[Opening The input section]
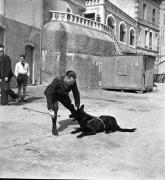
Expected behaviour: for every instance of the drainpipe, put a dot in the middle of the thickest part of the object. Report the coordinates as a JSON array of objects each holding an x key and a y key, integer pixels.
[
  {"x": 2, "y": 7},
  {"x": 41, "y": 28}
]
[Closing The input section]
» **Exercise details**
Write out the data precisely as given, excluding the pictures.

» **Exercise solution**
Expected behaviour: for every instance of the drainpipe, put a dot in the middle of the thickest part of the object. Report the coordinates as a JSON array of objects each holding an x key and a y key, integer pixels.
[
  {"x": 2, "y": 7},
  {"x": 41, "y": 28}
]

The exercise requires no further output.